An unchanged copy of every record below, without pictures, is the goal.

• [Recorded information]:
BEGIN

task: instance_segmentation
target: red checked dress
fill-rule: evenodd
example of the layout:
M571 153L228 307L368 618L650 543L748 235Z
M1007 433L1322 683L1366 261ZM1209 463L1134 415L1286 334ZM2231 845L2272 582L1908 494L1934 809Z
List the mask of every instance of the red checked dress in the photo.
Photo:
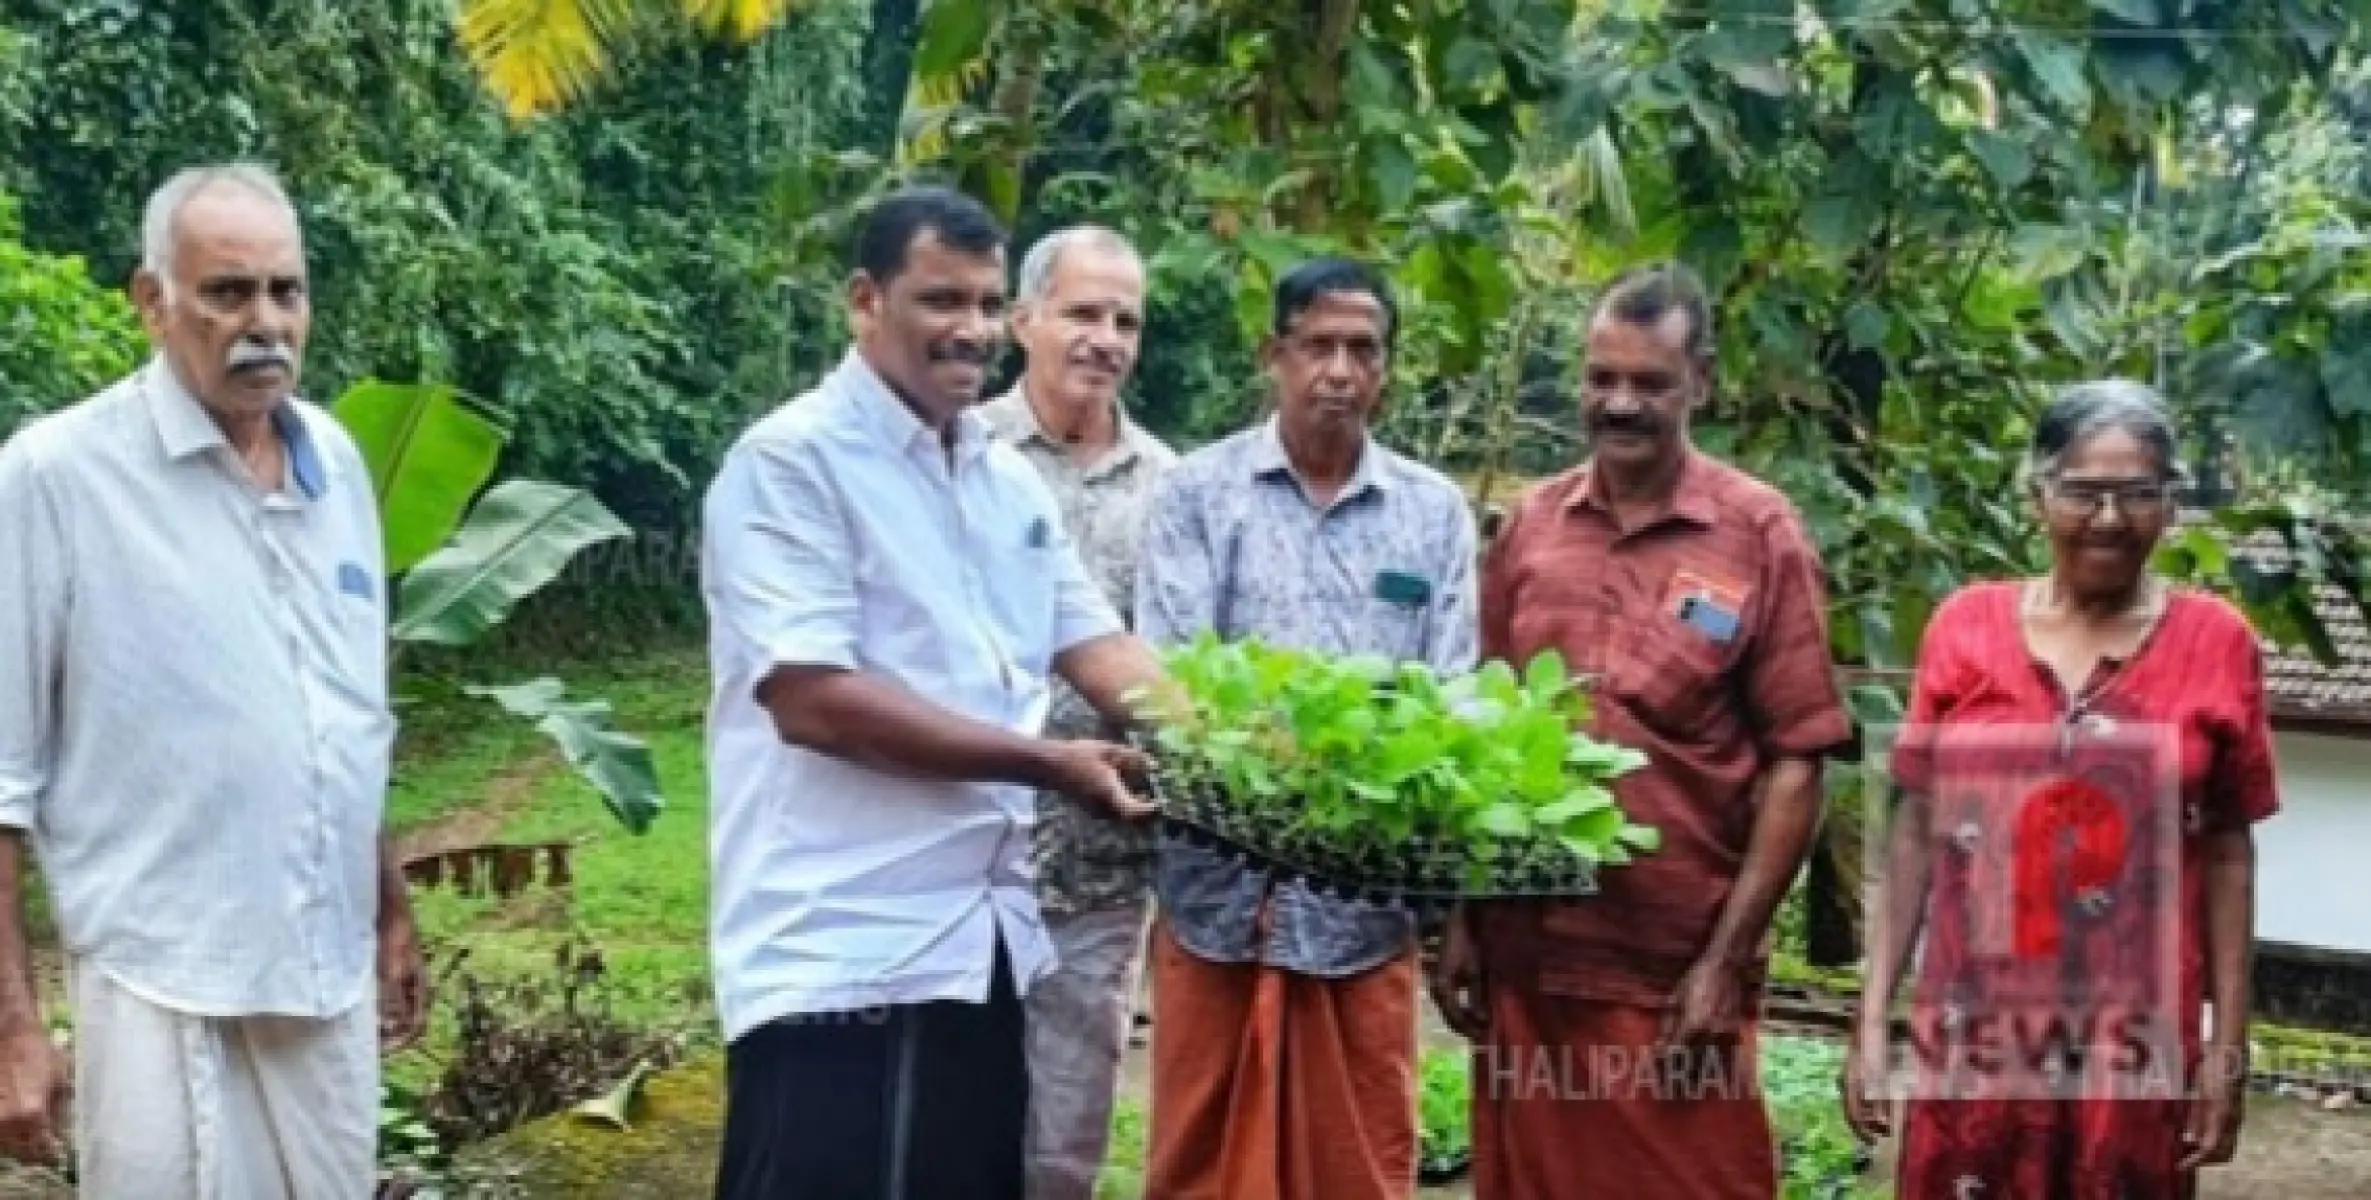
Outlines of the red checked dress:
M2178 1018L2172 1036L2184 1061L2194 1064L2206 997L2201 835L2246 827L2278 808L2255 635L2222 600L2176 591L2129 661L2103 663L2098 675L2073 688L2087 696L2084 708L2094 714L2078 719L2070 716L2071 698L2026 644L2021 601L2019 585L1985 583L1937 610L1892 755L1896 781L1934 805L1937 822L1912 985L1914 1044L1932 1047L1954 1033L1964 1044L1976 1036L1969 1032L1971 1014L1980 1014L1990 1023L1986 1032L2000 1039L1995 1045L2015 1050L2018 1037L2056 1028L2077 1039L2087 1036L2080 1044L2105 1052L2091 1060L2098 1063L2129 1045L2119 1043L2113 1014L2153 1003L2156 1011L2170 1008ZM2079 763L2084 737L2106 738L2101 731L2165 730L2166 741L2159 744L2179 746L2181 824L2178 832L2160 826L2168 832L2156 844L2167 848L2162 859L2178 868L2136 867L2133 872L2145 870L2145 876L2128 872L2110 882L2113 864L2148 857L2142 853L2149 845L2148 822L2144 816L2119 823L2099 794L2080 785L2026 792L2032 802L2005 820L1997 812L1989 822L1954 815L1952 768L1939 762L1947 752L1938 744L1954 734L1981 732L1979 727L2006 726L2064 731L2056 749L2043 752L2060 755L2056 761L2062 763ZM2170 767L2163 777L2167 790L2175 786ZM1937 787L1940 796L1932 794ZM1958 791L1966 794L1965 788ZM2057 843L2061 854L2039 868L2044 875L2061 874L2038 878L2025 855L2005 855L2016 861L2003 868L1996 860L1985 869L1981 850L1987 839L2014 841L2021 823L2030 837L2036 820L2056 822L2066 835ZM2087 881L2066 879L2086 871ZM2037 881L2064 887L2037 893L2031 889ZM2178 917L2166 915L2166 904L2178 905ZM2013 924L2013 934L2004 938L1997 926L1988 931L1981 915L1988 912L2010 914L1997 919ZM2017 949L1986 954L1978 945ZM2163 964L2153 978L2151 962ZM2023 999L2001 999L2008 973L2025 972L2018 978L2030 983L2037 969L2059 972L2054 978L2091 997L2096 1007L2087 1011L2097 1023L2069 1020L2066 1007L2036 1002L2030 990L2020 994ZM2170 998L2164 981L2172 983ZM2100 1012L2110 1015L2097 1018ZM2134 1061L2140 1060L2128 1059L2127 1066ZM2166 1066L2170 1075L2171 1064ZM2159 1093L2127 1098L2083 1087L2055 1095L2032 1088L1999 1094L1997 1087L1987 1095L1978 1087L1939 1098L1940 1082L1924 1077L1913 1093L1896 1193L1903 1200L2160 1200L2194 1194L2195 1177L2176 1169L2187 1117L2179 1077Z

END

• [Written answer]:
task: instance_segmentation
target: red checked dress
fill-rule: evenodd
example of the layout:
M571 153L228 307L368 618L650 543L748 235Z
M1007 433L1322 683L1366 261ZM1209 463L1134 415L1286 334ZM2231 845L2272 582L1908 494L1934 809Z
List the mask of every instance of the red checked dress in the photo.
Photo:
Outlines of the red checked dress:
M2178 1018L2172 1036L2184 1061L2194 1064L2206 997L2201 835L2246 827L2278 808L2255 635L2222 600L2176 591L2129 661L2103 663L2098 675L2073 688L2087 696L2084 708L2094 714L2078 719L2070 716L2071 698L2026 644L2021 601L2019 585L1985 583L1937 610L1892 755L1896 781L1934 805L1937 822L1912 985L1914 1044L1932 1047L1954 1033L1964 1044L1976 1036L1969 1032L1971 1014L1980 1014L1990 1023L1986 1032L2000 1039L1995 1045L2015 1050L2018 1037L2056 1028L2077 1039L2087 1036L2080 1044L2105 1052L2091 1060L2098 1063L2129 1045L2119 1043L2113 1014L2153 1003L2156 1011L2170 1008ZM2079 763L2084 737L2106 738L2101 731L2165 730L2166 741L2159 744L2179 746L2181 824L2178 832L2160 826L2168 832L2156 844L2167 848L2162 859L2178 868L2136 867L2133 872L2145 870L2145 876L2128 872L2110 882L2113 864L2148 857L2142 853L2149 845L2148 822L2144 816L2119 823L2099 794L2080 785L2026 792L2032 802L2005 820L1997 812L1989 822L1954 815L1952 768L1939 762L1947 752L1938 744L1954 734L1981 732L1979 727L2006 726L2064 731L2056 749L2043 752L2060 755L2056 761L2062 763ZM2170 767L2163 777L2167 790L2175 786ZM1937 787L1940 796L1932 794ZM1958 791L1966 794L1965 788ZM2057 843L2061 854L2039 868L2044 875L2061 874L2038 878L2025 855L2005 855L2016 861L2003 868L1996 860L1985 869L1981 850L1987 839L2014 841L2021 823L2030 837L2036 820L2056 822L2066 835ZM2087 881L2066 879L2086 871ZM2037 881L2064 887L2037 893L2031 889ZM2178 917L2166 915L2166 904L2178 905ZM2013 924L2013 934L2004 938L1997 926L1988 931L1981 915L1988 912L2010 914L1997 919ZM2017 949L1986 954L1978 945ZM2163 964L2153 978L2151 962ZM2023 999L2001 999L2008 973L2025 972L2018 978L2030 983L2037 969L2059 972L2054 978L2091 997L2096 1007L2087 1011L2097 1023L2069 1020L2066 1007L2036 1002L2030 990L2020 994ZM2170 998L2164 981L2172 983ZM2100 1012L2110 1015L2097 1018ZM2134 1061L2140 1060L2128 1059L2127 1066ZM2166 1066L2170 1075L2171 1064ZM2159 1093L2127 1098L2083 1087L2055 1095L2032 1088L1999 1094L1997 1087L1987 1095L1978 1087L1939 1098L1940 1082L1924 1077L1913 1093L1896 1193L1903 1200L2160 1200L2194 1194L2195 1177L2176 1169L2187 1117L2179 1077Z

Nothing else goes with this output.